作業指示 A -> 本文で、展示が特に技術発展を跡づけているとされる製品をすべて挙げてください。
作業指示 B -> 本文から、「所在地:東京都八王子市石川町2951 オリンパス株式会社技術開発センター石川内」で始まり「の進化をも知ることができる。」までの部分を、一字も変えずに抜き出す。

本文 ->
* * *

所在地:東京都八王子市石川町2951 オリンパス株式会社技術開発センター石川内
HP: https://www.olympus.co.jp/jp/info/2013b/if130925zuikodoj.html
HP: https://www.polyplastics.com/en/pavilion/olympus/index.html

オリンパス技術歴史館外観

 → この資料館は、オリンパス社の技術開発の歴史を紹介する産業博物館。特に顕微鏡、カメラ、内視鏡の技術発展を跡づける豊富な展示を行っている。当初は、社内技術者のための展示施設だったそうであるが、2013年に一般公開された施設である。資料館には、カメラだけでなく、歴史的な顕微鏡、工業用や生物・医療用の高性能顕微鏡の展示があって、オリンパス独自の光学機器の技術進歩をみることができる。オリンパスの内視鏡技術の進化をも知ることができる。 

顕微鏡展示コーナー
顕微鏡「旭号」
顕微鏡「精華号」

* * *

記録データ ->
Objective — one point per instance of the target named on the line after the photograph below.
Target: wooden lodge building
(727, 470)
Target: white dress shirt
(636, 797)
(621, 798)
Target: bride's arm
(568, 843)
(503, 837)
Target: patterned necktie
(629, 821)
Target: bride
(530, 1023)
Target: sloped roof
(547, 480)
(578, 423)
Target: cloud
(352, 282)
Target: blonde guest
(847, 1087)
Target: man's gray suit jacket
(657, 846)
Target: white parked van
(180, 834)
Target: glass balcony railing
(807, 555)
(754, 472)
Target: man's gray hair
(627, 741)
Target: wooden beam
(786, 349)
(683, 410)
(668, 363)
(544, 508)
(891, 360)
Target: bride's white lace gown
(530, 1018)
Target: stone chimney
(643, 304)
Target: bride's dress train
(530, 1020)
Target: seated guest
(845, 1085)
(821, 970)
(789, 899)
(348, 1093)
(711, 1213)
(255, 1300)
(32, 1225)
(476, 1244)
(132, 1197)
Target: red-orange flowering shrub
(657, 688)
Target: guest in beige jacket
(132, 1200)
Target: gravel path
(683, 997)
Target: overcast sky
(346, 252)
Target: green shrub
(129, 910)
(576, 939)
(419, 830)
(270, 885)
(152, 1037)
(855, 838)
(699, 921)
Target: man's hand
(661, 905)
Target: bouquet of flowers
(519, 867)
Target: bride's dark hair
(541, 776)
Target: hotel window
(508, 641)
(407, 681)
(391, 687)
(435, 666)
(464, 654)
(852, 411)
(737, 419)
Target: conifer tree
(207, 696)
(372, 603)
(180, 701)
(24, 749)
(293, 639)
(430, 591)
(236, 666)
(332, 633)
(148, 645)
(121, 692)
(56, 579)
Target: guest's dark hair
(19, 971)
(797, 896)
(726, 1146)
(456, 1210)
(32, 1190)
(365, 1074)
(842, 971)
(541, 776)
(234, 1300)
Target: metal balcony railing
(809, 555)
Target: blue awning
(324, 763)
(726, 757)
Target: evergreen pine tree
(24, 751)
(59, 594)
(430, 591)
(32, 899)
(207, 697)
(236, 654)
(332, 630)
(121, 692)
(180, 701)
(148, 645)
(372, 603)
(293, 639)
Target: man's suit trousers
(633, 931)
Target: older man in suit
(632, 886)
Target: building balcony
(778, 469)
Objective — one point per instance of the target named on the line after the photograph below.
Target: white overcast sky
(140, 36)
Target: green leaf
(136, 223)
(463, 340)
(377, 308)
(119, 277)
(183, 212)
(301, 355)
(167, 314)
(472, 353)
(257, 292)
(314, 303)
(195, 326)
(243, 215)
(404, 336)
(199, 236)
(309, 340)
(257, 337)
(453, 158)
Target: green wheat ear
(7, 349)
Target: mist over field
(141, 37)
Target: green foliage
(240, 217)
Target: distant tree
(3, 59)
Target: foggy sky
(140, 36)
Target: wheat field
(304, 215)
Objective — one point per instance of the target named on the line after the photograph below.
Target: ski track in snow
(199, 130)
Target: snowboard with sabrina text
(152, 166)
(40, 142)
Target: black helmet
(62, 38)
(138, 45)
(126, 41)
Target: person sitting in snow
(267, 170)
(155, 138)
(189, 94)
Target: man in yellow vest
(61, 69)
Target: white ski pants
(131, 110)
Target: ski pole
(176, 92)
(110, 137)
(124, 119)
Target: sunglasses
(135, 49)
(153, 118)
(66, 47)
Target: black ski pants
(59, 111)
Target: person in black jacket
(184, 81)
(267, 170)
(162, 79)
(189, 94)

* * *

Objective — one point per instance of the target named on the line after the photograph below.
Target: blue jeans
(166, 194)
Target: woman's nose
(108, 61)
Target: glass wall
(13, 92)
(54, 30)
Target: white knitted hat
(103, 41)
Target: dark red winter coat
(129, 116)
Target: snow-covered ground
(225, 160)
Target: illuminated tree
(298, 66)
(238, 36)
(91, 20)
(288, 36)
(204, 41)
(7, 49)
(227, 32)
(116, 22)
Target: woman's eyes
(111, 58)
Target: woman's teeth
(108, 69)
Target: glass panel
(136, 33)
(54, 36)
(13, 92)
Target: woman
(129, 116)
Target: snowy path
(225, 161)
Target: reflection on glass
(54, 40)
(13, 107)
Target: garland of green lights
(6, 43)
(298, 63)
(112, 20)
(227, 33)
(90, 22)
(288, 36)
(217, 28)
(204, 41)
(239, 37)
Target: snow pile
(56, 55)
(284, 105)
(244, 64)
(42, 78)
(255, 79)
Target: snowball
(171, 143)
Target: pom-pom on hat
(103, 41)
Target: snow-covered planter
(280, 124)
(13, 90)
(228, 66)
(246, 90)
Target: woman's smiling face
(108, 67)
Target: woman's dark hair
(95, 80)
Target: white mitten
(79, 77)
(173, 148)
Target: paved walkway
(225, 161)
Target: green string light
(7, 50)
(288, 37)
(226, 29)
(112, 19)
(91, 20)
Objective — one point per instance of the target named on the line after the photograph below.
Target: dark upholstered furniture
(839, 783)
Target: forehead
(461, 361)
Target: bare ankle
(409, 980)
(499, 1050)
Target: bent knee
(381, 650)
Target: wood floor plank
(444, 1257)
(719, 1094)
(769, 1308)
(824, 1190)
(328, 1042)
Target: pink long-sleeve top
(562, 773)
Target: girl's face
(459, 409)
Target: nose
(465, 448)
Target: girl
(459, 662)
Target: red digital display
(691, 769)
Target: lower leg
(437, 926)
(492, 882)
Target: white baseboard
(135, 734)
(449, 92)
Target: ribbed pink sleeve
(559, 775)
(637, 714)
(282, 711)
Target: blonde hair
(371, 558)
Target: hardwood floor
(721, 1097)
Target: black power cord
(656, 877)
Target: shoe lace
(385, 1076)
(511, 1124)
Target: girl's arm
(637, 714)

* * *

作業結果 A -> 顕微鏡、カメラ、内視鏡

作業結果 B ->
所在地:東京都八王子市石川町2951 オリンパス株式会社技術開発センター石川内
HP: https://www.olympus.co.jp/jp/info/2013b/if130925zuikodoj.html
HP: https://www.polyplastics.com/en/pavilion/olympus/index.html

オリンパス技術歴史館外観

 → この資料館は、オリンパス社の技術開発の歴史を紹介する産業博物館。特に顕微鏡、カメラ、内視鏡の技術発展を跡づける豊富な展示を行っている。当初は、社内技術者のための展示施設だったそうであるが、2013年に一般公開された施設である。資料館には、カメラだけでなく、歴史的な顕微鏡、工業用や生物・医療用の高性能顕微鏡の展示があって、オリンパス独自の光学機器の技術進歩をみることができる。オリンパスの内視鏡技術の進化をも知ることができる。